BEGIN Material for this exercise

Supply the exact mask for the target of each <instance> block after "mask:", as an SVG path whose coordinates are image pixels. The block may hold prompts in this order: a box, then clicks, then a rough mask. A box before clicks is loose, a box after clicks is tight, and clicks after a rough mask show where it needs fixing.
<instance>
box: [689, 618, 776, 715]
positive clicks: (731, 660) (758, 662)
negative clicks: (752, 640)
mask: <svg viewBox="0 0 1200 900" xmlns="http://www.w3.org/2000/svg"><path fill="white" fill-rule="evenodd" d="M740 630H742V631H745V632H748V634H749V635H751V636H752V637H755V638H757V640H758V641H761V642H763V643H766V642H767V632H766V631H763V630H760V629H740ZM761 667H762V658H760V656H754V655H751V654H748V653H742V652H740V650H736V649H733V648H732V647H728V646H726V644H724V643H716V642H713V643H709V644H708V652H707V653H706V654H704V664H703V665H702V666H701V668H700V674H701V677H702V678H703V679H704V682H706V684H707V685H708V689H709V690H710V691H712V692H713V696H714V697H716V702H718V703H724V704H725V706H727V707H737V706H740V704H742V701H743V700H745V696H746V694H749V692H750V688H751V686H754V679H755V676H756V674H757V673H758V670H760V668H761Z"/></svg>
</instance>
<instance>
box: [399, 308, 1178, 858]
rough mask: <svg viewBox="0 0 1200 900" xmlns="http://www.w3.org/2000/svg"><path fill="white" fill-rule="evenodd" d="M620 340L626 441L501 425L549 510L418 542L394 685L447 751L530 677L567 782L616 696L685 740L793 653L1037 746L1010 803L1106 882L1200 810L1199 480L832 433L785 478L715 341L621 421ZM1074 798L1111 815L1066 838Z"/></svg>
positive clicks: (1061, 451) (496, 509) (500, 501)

END Material for this exercise

* [Assigned task]
Lines containing the string "positive" are the ones to copy from the entries above.

* [Task answer]
positive clicks: (731, 660) (758, 662)
positive clicks: (1061, 451) (496, 509) (500, 501)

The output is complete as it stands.